+++ Provided text

Institutional Context, Nature and Purpose

The Careers Development Group (CDG) is a Welfare to Work charity that supports unemployed customers to find and sustain meaningful employment. Customers are aged between 16-64 and referred to 13-week courses from Jobcentre Plus. Many have multiple barriers to employment such as lack of recent work experience, disabilities, health problems and lack of relevant employability skills. In addition, customers often face anxiety, depression and low self-esteem, all of which impact their ability to find employment.

To overcome these complex needs, CDG provides training, work experience and other support that can enable customers to achieve a better quality of life. Back to Work activities include job search; job brokerage; work experience placements; environmental and community sector placements; vocational qualifications; information, advice & guidance; pre-employment training; motivation and confidence building; literacy, numeracy and ESOL training.

Role within Institutional Context

The role of the Senior Personal Advisor (SPA) consists of delivering Literacy, Numeracy and ESOL Qualifications. In addition, internal and external vocational qualifications such as Security, Retail, Forklift and Construction are also organised and financed via the SPA. City & Guilds award the delivery of Literacy, Numeracy and ESOL qualifications and delivery levels range from Entry Level up to Level 1.
General Sources of Funding to Lifelong Learning
Major contributors to Lifelong learning Funding include the Skills Funding Agency (SFA); the Young People’s Learning agency (YPLA); the Higher Education Funding Council England (HEFCE) and the European Social fund (ESF).
Major Sources of Funding to Own Provision
CDG is primarily funded from the Department of Work and Pensions (DWP) and the remainder of the funding originates from European Social Fund (ESF). The ESF was set up to improve employment opportunities in the European Union and focuses on people in society who are susceptible to unemployment and social exclusion. The London ESF Regional Framework 2011-2013 defines its priority target group as “those furthest from the labour market”. These include the long term unemployed, lone parents, mothers returning to work, people with carer responsibilities, people with health problems, disabled people, ethnic minorities or migrants, people aged 50+ with low or no qualifications, offenders and ex offenders and homeless people (London ESF Regional Framework, 2010, 11-12).
Role of Government Policy in Influencing Provider Priorities
The October 2010 Spending Review has awarded £7.8 billion in funding to The Department for Work and Pensions (DWP) enabling it to make considerable reforms to the Welfare System. As a result of the funding, DWP are set to introduce the delivery of a new Work Programme due to start in the summer of 2011.
The Work Programme aims to deliver a new approach to employment related support services that in essence supports more people off benefits and into work. The Work Programme will simplify the current benefits system; critiqued as too expensive and failing to reach the hardest to help customers (The Work Programme Prospectus, 2010, 2,) and replace it with a programme that delivers more personalised, individualised support to a wide variety of customers. The Work programme will be prioritising its focus to help people into sustained jobs and will reward “stronger incentives” to providers that maintain strong performance in this area (The Work Programme Prospectus, 2010, 3,).
The value of these contracts will therefore be very high resulting in many providers beginning to place bids for the delivery of the Work Programme. DWP stresses that successful bidders will be dependant on several factors including an organisations ability to deliver “high performance and value for money” as well as being “expected to have good financial standing”.
CDG has a bid in for the Work Programme for the London area and is also working in alliance with Maximus to place bids in for the Work Programme frameworks in all nine regions in England. Currently CDG are working in partnership with Maximus to develop a new delivery model for the Work Programme.

++++++
+++ Raw data

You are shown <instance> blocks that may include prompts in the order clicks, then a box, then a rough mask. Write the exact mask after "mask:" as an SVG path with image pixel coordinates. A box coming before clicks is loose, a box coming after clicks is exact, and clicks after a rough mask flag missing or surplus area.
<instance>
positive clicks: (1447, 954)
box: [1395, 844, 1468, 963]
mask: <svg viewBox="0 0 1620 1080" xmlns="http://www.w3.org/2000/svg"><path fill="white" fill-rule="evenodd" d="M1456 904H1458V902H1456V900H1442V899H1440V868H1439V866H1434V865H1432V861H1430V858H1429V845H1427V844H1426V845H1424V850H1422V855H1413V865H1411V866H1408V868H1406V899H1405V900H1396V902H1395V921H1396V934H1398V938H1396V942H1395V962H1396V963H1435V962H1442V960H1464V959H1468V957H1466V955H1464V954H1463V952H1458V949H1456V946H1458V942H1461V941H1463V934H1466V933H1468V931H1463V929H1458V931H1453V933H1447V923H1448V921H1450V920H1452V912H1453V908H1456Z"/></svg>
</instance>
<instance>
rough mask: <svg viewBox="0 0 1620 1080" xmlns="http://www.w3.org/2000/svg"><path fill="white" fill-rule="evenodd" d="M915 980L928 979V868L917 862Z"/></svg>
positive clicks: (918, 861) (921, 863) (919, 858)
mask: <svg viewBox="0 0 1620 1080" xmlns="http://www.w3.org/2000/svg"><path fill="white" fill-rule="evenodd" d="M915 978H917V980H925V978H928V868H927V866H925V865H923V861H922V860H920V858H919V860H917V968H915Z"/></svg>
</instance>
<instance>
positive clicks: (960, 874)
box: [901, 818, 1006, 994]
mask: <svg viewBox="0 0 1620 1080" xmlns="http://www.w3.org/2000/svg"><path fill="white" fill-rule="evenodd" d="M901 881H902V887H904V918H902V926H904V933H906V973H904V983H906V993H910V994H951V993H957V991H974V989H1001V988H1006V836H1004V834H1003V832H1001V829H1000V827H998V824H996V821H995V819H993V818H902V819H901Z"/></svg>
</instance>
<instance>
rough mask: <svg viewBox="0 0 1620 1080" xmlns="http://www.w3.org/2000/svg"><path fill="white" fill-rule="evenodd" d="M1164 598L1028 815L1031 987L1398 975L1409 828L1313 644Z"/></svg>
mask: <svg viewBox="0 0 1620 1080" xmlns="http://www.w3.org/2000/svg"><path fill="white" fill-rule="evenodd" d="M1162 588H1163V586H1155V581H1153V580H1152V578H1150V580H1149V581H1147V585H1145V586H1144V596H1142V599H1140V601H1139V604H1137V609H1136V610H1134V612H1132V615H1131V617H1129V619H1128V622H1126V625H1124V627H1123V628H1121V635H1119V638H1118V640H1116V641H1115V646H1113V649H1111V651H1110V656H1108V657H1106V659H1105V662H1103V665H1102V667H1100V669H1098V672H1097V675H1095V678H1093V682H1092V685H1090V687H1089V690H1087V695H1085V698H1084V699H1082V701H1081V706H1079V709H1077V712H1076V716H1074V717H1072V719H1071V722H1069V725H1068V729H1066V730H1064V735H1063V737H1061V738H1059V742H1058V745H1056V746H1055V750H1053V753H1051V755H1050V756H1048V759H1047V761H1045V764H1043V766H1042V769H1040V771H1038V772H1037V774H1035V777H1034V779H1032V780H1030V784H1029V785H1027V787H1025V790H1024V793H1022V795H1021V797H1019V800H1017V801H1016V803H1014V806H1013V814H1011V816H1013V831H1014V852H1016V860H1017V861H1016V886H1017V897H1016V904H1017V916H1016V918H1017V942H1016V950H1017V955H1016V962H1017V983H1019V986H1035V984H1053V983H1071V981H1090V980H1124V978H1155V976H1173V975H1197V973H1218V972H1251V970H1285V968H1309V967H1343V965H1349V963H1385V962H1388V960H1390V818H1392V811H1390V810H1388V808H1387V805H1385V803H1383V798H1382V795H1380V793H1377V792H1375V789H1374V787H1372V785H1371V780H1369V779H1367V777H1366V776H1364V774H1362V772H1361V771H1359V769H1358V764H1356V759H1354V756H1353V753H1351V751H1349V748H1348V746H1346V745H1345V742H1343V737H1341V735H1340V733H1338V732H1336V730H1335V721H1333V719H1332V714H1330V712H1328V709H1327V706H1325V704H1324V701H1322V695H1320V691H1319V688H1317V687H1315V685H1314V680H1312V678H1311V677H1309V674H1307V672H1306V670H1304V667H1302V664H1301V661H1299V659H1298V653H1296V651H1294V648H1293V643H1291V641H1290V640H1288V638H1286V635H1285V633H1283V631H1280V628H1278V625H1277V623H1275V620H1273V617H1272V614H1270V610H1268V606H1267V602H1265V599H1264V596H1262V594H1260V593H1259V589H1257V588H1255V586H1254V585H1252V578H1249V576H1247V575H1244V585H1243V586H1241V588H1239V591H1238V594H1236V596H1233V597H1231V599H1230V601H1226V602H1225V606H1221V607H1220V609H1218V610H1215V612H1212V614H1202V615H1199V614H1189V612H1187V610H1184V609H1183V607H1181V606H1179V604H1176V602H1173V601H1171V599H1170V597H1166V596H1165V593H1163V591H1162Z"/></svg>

++++++

What is expected:
Transcribe the passage of the Careers Development Group text starting at "General Sources of" and ending at "the European Social fund (ESF).".

Expected output:
General Sources of Funding to Lifelong Learning
Major contributors to Lifelong learning Funding include the Skills Funding Agency (SFA); the Young People’s Learning agency (YPLA); the Higher Education Funding Council England (HEFCE) and the European Social fund (ESF).